* start Given records *

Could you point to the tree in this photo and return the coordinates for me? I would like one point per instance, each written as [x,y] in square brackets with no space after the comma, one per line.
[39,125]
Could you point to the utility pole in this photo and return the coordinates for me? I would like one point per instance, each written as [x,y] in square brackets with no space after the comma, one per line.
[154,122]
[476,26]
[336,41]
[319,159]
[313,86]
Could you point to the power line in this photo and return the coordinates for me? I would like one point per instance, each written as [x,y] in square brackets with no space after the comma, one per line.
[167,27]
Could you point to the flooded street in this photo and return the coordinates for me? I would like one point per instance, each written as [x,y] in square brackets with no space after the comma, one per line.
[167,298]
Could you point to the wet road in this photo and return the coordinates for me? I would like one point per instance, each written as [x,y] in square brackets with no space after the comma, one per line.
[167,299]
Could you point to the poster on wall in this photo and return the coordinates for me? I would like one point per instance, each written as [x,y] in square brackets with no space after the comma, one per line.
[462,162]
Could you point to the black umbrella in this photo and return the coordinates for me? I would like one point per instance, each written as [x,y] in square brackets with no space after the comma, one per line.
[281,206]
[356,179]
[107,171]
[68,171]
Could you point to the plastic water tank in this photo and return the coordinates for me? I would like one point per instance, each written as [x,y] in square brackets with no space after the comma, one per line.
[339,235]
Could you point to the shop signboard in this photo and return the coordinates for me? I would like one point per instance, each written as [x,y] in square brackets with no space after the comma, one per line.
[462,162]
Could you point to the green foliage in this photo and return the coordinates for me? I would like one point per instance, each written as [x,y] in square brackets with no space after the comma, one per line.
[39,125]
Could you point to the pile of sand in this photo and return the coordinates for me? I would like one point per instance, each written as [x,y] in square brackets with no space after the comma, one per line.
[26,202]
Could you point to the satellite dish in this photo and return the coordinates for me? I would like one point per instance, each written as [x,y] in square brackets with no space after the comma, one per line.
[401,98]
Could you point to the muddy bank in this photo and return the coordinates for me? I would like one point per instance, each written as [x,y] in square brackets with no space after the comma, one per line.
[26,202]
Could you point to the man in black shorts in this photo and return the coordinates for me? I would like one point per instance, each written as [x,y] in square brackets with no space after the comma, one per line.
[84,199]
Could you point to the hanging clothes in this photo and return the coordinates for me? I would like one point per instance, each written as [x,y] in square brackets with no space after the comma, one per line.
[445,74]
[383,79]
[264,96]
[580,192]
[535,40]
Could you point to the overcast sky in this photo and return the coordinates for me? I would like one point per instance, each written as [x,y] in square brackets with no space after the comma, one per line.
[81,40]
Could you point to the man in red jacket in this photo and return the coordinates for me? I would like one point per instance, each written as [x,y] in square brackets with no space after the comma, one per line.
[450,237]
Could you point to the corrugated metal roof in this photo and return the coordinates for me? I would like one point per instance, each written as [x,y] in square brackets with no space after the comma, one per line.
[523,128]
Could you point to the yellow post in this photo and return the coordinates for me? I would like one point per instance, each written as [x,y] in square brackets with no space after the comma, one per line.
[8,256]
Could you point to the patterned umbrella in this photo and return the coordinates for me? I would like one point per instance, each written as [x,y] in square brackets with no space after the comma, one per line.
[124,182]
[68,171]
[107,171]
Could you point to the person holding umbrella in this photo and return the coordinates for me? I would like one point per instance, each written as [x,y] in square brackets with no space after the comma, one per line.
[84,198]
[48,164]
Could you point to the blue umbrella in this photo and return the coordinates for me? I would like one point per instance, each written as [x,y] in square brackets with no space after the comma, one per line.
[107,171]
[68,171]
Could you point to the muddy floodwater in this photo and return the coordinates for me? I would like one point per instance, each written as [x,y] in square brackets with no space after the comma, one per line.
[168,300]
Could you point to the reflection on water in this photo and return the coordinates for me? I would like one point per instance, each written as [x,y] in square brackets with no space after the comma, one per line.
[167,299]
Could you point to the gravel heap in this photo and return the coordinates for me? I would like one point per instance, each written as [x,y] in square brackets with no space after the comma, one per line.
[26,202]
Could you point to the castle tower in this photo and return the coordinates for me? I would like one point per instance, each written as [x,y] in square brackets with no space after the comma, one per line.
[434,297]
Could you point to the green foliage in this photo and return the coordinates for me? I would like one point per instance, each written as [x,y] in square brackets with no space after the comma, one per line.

* end Given records *

Copy the records above again, line for line and without any changes.

Could you point to the tree in this photo and return the coordinates for me? I would like one point per instance, each written as [x,y] in square brackets with no space after the comma, one per line.
[39,125]
Could you point to the utility pole in this photo and return the coordinates for me? I would like one point per instance, each written as [x,y] in square brackets with no space after the comma, one per line.
[154,122]
[476,26]
[336,41]
[319,159]
[313,86]
Could you point to the power line in this photo and return the coordinates for me? I would like one point per instance, each written as [x,y] in square brackets with no space after the comma, one per line.
[167,27]
Could you point to the flooded street in this photo and return the coordinates for me? I would like one point per instance, each written as [x,y] in square brackets with no space after the comma, one per line.
[167,298]
Could you point to the wet road in this photo and return the coordinates for me? I would like one point per instance, each written as [x,y] in square brackets with no space after the comma, one per line.
[167,299]
Could you point to the poster on wall in this photo and return the coordinates for me? I would like one point per instance, each written as [x,y] in square brackets with no space after the comma, one per line.
[462,162]
Could you point to the black umbrella in this photo and return the coordinates for me? I would like one point per instance, each written as [x,y] in square brackets with no space after the comma, one per line.
[281,206]
[356,179]
[107,171]
[68,171]
Could you point to the plastic water tank in this photo and return the coordinates for me? I would like one point per instance, each written as [x,y] in square brackets with no space after the comma, one per line.
[339,235]
Could you point to the shop signboard in this photo and return the coordinates for me? I would like one point per instance, each written as [x,y] in square brackets with no space after the comma, one per line.
[462,162]
Could you point to the green foliage in this photo and return the coordinates for me? I would like one point per instance, each written as [x,y] in square brackets with no space after the comma, one per line.
[39,125]
Could you point to the pile of sand in this photo and return the coordinates for me? I would like one point per instance, each written as [x,y] in square brackets with no space after the comma, one per line.
[26,202]
Could you point to the satellite dish in this photo and return the coordinates for me? I would like one point per instance, each written as [x,y] in square brackets with no space after the comma, one per line.
[401,98]
Could you point to the muddy bank in this photo and return the coordinates for me? I would like one point per instance, each written as [x,y] in square brackets with no space after the comma, one per line.
[26,202]
Could you point to the man in black shorts in this photo and return the coordinates for me? I would like one point per instance, each written as [x,y] in square brackets with no space after the comma, one per line.
[84,199]
Could you point to the hanging clothes in this photo and return the coordinates for me? I would like one point per instance, each written as [x,y] in square brackets with no space after the comma, one per line.
[445,74]
[383,79]
[264,96]
[580,192]
[535,40]
Could you point to the overcast sky in this photo and return the coordinates for me? I would like one point per instance, each written as [x,y] in square brackets with no space after the comma, one per line.
[81,40]
Could you point to the man in red jacket in this photo and return the coordinates for me? I would like one point per instance, each written as [x,y] in square brackets with no space after the comma, one per line.
[450,237]
Could you point to the corrugated metal roof in this photo and return the coordinates for me? I would like one point per instance, each written as [x,y] in square brackets with no space after the comma, one per line.
[523,128]
Could you point to the yellow post in this photo and return the coordinates for me? I would like one point per instance, each written as [x,y] in square brackets with no space after the comma, one per line.
[8,256]
Could you point to the patterned umbrella in this photo and return the coordinates for me? I would like one point per instance, each written as [x,y] in square brackets with no space after the comma, one per line.
[124,182]
[68,171]
[107,171]
Could you point to the person holding umbrella in this photo and return the coordinates for me? I would like one point per instance, each written as [x,y] in square brackets with no space after the comma, one per line.
[84,198]
[48,164]
Could you point to the blue umbrella in this photo and return the coordinates for me? I would like one point per instance, each written as [x,y] in square brackets with no space after the comma, one per line.
[107,171]
[68,171]
Could you point to the muddy floodwater in this photo and return the coordinates for me? I would like one point per instance, each written as [x,y] in square brackets with no space after the comma, one per line.
[168,300]
Could you point to the reflection on water in this photo and return the coordinates for me? I would like one point per instance, each written as [x,y] in square brackets with no space after the comma, one per line.
[167,299]
Could you point to the gravel heap in this photo and return the coordinates for me? I would like one point per instance, each written as [x,y] in square brackets with no space after the comma, one per line.
[26,202]
Could you point to the castle tower in this photo and return the coordinates for me? I would like one point per instance, each written as [x,y] in square brackets with no space after the comma, one per line.
[434,297]
Could you point to the green foliage in this photo and return the coordinates for me? I would like one point per instance, each written as [x,y] in square brackets with no space after the comma, one per line.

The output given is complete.